Turn all the lines below into a numbered list, skipping any blank ones. Leave the pictures out.

══ ENTRIES

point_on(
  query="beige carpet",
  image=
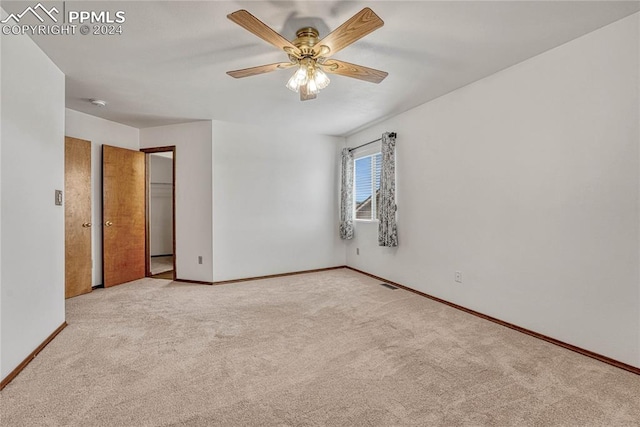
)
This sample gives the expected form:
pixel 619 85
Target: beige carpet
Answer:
pixel 331 348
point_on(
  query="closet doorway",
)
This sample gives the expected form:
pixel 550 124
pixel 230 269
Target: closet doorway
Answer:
pixel 160 185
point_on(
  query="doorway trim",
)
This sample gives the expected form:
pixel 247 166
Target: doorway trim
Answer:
pixel 148 151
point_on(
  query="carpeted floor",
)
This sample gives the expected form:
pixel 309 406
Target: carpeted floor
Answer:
pixel 331 348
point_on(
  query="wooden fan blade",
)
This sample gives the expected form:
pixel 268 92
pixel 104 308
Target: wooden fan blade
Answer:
pixel 352 70
pixel 254 71
pixel 358 26
pixel 304 95
pixel 262 30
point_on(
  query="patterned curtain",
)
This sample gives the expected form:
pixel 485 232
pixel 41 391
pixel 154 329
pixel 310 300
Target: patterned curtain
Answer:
pixel 387 227
pixel 346 195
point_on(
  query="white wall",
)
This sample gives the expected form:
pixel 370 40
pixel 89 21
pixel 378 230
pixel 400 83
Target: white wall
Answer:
pixel 32 240
pixel 99 132
pixel 160 205
pixel 274 201
pixel 194 223
pixel 528 183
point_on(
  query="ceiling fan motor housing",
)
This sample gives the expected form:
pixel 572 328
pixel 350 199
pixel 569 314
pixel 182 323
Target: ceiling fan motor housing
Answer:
pixel 306 38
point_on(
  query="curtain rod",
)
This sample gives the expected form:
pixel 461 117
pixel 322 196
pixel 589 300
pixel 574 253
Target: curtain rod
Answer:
pixel 392 135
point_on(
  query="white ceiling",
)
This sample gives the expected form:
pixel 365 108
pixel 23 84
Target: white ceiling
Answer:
pixel 169 65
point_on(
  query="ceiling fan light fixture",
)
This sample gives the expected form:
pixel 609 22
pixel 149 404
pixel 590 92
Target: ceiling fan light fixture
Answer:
pixel 312 87
pixel 310 76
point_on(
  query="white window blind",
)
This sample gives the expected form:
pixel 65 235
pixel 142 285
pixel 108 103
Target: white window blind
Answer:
pixel 367 186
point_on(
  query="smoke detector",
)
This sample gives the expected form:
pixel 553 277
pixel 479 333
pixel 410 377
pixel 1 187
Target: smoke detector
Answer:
pixel 99 102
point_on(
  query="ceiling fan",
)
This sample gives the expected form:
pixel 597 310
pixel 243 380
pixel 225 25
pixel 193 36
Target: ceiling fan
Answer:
pixel 311 54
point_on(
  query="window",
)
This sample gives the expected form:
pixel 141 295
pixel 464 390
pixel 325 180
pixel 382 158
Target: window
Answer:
pixel 367 186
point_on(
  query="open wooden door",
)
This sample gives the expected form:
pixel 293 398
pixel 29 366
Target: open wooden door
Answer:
pixel 123 215
pixel 77 216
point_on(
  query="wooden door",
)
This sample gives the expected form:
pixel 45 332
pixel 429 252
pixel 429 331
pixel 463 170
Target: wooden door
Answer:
pixel 123 215
pixel 77 216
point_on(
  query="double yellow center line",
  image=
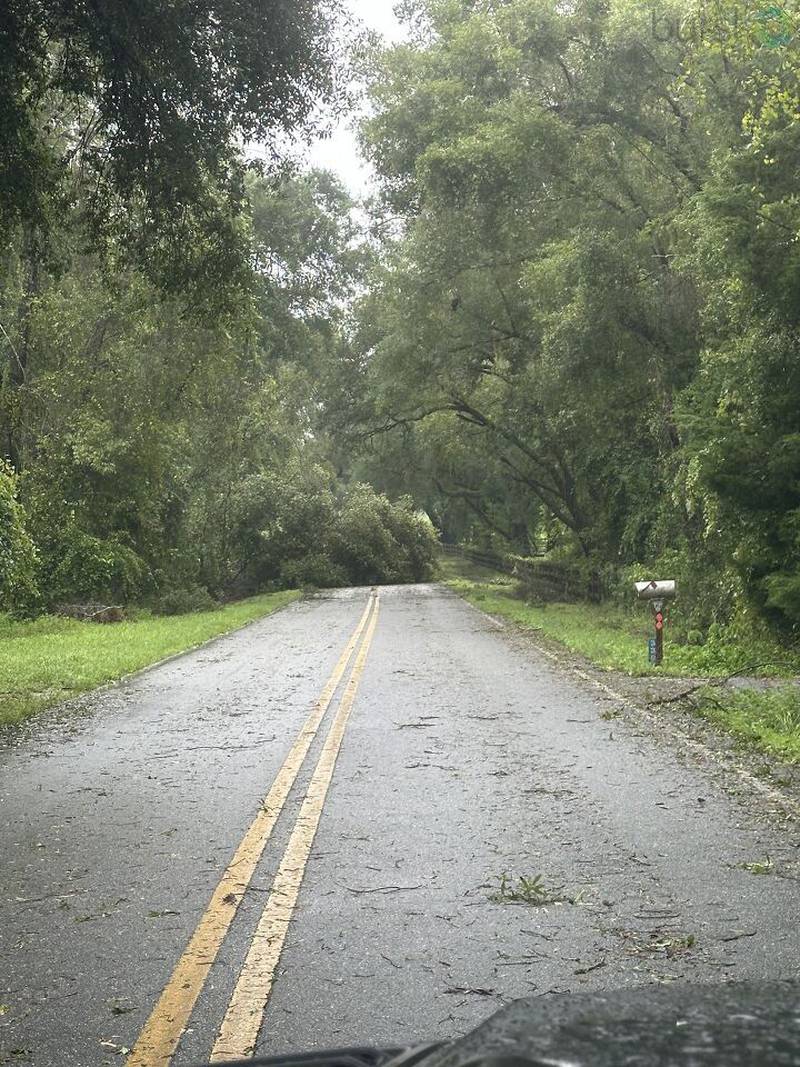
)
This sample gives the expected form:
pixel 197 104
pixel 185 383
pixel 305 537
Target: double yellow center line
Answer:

════

TASK ANSWER:
1. point_on(
2.   query="beige carpet",
3.   image=
4. )
5. This sample gives the expected form:
6. pixel 619 85
7. Target: beige carpet
8. Answer:
9. pixel 331 348
10. point_on(
11.   query="closet doorway",
12. )
13. This sample gives the expected form:
14. pixel 550 124
15. pixel 230 269
16. Target: closet doorway
17. Answer:
18. pixel 160 185
19. point_on(
20.   query="doorway trim",
21. )
22. This sample gives the expected form:
23. pixel 247 166
24. Target: doorway trim
25. Answer:
26. pixel 148 151
27. point_on(
28.   query="carpeted floor",
29. )
30. This sample gives the expected form:
31. pixel 309 406
32. Target: carpeted floor
33. Answer:
34. pixel 331 348
35. point_on(
36.   query="wooden fan blade",
37. )
38. This sample gives the expected form:
39. pixel 268 92
40. pixel 104 308
41. Target: wooden fan blade
42. Answer:
43. pixel 352 70
44. pixel 254 71
45. pixel 358 26
46. pixel 304 95
47. pixel 262 30
48. point_on(
49.   query="patterned curtain",
50. )
51. This sample gives the expected form:
52. pixel 485 232
53. pixel 41 391
54. pixel 154 329
55. pixel 310 300
56. Target: patterned curtain
57. Answer:
58. pixel 387 227
59. pixel 346 195
60. point_on(
61.   query="white wall",
62. )
63. This sample gives the expected form:
64. pixel 370 40
65. pixel 89 21
66. pixel 378 230
67. pixel 400 83
68. Target: white wall
69. Answer:
70. pixel 32 240
71. pixel 99 132
72. pixel 160 205
73. pixel 274 201
74. pixel 194 223
75. pixel 528 183
76. point_on(
77.   query="ceiling fan motor housing",
78. )
79. This sample gives the expected form:
80. pixel 572 328
81. pixel 350 199
82. pixel 569 314
83. pixel 182 323
84. Target: ceiling fan motor housing
85. Answer:
86. pixel 306 38
87. point_on(
88.   query="curtain rod",
89. )
90. This sample gives the expected form:
91. pixel 461 117
92. pixel 322 196
93. pixel 589 300
94. pixel 574 253
95. Target: curtain rod
96. Answer:
97. pixel 392 135
98. point_on(
99.   query="white ceiling",
100. )
101. This sample gives the expected form:
102. pixel 365 108
103. pixel 23 84
104. Target: white ceiling
105. Answer:
106. pixel 169 65
107. point_on(
108.   query="ceiling fan light fixture",
109. )
110. This sample gives the expected form:
111. pixel 609 22
112. pixel 149 404
113. pixel 590 92
114. Target: ceiling fan light fixture
115. Answer:
116. pixel 312 87
117. pixel 310 76
118. point_on(
119.   query="white window blind",
120. )
121. This sample gives the expected form:
122. pixel 65 235
123. pixel 142 285
124. pixel 108 103
125. Target: white window blind
126. Answer:
127. pixel 367 186
128. point_on(
129.   query="smoke detector",
130. )
131. This sample gives the expected form:
132. pixel 553 277
133. pixel 479 333
134. pixel 410 377
135. pixel 1 187
136. Target: smoke detector
137. Answer:
138. pixel 99 102
139. point_on(
140.   query="ceiling fan",
141. )
142. This sample gives the expected form:
143. pixel 597 310
144. pixel 243 380
145. pixel 225 25
146. pixel 193 36
147. Target: ceiling fan
148. Answer:
149. pixel 311 54
150. point_on(
151.   query="window",
152. )
153. This sample gives the expected form:
154. pixel 141 295
155. pixel 464 390
156. pixel 325 180
157. pixel 382 158
158. Target: window
159. Answer:
160. pixel 367 186
161. point_on(
162.   query="open wooden door",
163. )
164. This sample gives the expected form:
165. pixel 293 398
166. pixel 29 366
167. Target: open wooden door
168. Answer:
169. pixel 123 215
170. pixel 77 216
171. point_on(
172.   query="wooden door",
173. )
174. This sample gives the expected form:
175. pixel 45 332
176. pixel 429 252
177. pixel 429 331
178. pixel 463 170
179. Target: wooden door
180. Answer:
181. pixel 123 215
182. pixel 77 216
183. point_on(
184.   query="double yellow center line",
185.   image=
186. )
187. This sample gives the expected form:
188. pixel 197 104
189. pixel 185 383
190. pixel 305 537
191. Target: double yellow center line
192. Answer:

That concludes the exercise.